• [Description of the task] Can you repeat the lines below with "screenshot" swapped for "image" everywhere it appears, leaving everything else unchanged?
───── Provided material ─────
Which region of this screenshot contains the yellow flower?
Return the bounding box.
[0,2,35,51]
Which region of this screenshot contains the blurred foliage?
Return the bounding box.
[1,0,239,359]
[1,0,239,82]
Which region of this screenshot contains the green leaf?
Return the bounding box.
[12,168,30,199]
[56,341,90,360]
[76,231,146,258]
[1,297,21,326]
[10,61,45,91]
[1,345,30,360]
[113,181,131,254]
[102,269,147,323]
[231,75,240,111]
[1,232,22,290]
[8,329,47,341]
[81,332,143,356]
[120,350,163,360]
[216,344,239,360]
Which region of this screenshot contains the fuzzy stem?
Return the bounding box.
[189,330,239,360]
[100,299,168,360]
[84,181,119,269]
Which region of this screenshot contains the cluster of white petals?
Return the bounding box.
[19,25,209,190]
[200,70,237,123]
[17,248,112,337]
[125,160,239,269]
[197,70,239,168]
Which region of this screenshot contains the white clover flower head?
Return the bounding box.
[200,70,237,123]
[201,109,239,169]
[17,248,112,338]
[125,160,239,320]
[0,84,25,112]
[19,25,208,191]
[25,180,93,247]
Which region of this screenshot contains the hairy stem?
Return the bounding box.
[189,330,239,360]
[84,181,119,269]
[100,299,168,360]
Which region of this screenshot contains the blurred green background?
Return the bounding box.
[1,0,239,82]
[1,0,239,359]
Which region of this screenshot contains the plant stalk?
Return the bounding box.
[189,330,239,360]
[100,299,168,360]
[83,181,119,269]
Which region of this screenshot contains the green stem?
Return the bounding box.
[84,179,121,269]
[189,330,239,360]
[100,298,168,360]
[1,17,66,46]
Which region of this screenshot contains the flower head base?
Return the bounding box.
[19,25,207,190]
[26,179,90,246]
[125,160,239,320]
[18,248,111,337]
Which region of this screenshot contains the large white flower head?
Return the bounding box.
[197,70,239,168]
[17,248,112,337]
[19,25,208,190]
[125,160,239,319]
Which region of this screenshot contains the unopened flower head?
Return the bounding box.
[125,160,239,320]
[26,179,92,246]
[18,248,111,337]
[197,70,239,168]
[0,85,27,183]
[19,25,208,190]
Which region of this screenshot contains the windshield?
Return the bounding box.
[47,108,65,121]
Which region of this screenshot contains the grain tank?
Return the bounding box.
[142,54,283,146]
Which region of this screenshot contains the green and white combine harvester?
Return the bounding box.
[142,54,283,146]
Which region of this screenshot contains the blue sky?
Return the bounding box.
─────
• [Result for this task]
Which region of this image contains the yellow flower?
Return the bounding box.
[0,2,35,51]
Which region of this image contains the blurred foliage?
Return the bounding box.
[1,0,239,359]
[1,0,239,82]
Which region of this image contains the green leaf?
Return the bounding box.
[12,168,30,199]
[56,341,90,360]
[76,231,146,258]
[1,297,21,326]
[10,61,45,91]
[1,345,30,360]
[113,181,131,254]
[102,269,147,323]
[231,75,240,111]
[1,232,22,290]
[8,329,47,341]
[81,332,143,356]
[120,350,163,360]
[216,344,239,360]
Which region of this image contains the fuzzy stem?
Return the bounding box.
[189,330,239,360]
[100,299,168,360]
[84,181,119,269]
Which region of this image contains the cluster of white petals?
Return the bounding box.
[19,25,209,190]
[200,70,237,123]
[17,248,112,337]
[125,160,239,269]
[197,70,239,168]
Which region of this image contains the white clover flower head?
Return the bounding box.
[200,70,237,123]
[201,109,239,169]
[17,248,112,338]
[125,160,239,320]
[0,84,25,112]
[19,25,208,191]
[25,180,93,247]
Which region of this image contains the hairy stem?
Return the bounding box.
[189,330,239,360]
[84,181,119,269]
[100,299,168,360]
Which region of this image contains the blurred green background?
Return the bounding box.
[1,0,239,82]
[1,0,239,359]
Which region of this image contains the plant stalk?
Return the bounding box.
[189,330,239,360]
[100,299,168,360]
[83,181,119,269]
Which region of this image contains the green stem?
Return the bounding box.
[84,179,121,269]
[189,330,239,360]
[100,298,168,360]
[1,17,66,46]
Which region of this image contains the flower head base?
Return the bounding box.
[19,25,207,190]
[26,179,90,246]
[125,160,239,320]
[18,248,111,337]
Which region of this image contains the large white flower head?
Return the bounding box.
[197,70,239,168]
[17,248,112,337]
[19,25,208,190]
[125,160,239,319]
Which region of this image contains the unopened flower head?
Return the bounding box.
[125,160,239,320]
[26,179,92,246]
[18,248,111,337]
[197,70,239,168]
[0,85,27,183]
[19,25,208,190]
Which region of this image contains the windshield?
Return the bounding box.
[47,108,65,121]
Which region of this image contains the grain tank?
Return the bounding box.
[142,54,283,146]
Which region of this image contains the green and white combine harvester?
Return the bounding box.
[142,54,283,146]
Which region of this image contains the blue sky?
Return the bounding box.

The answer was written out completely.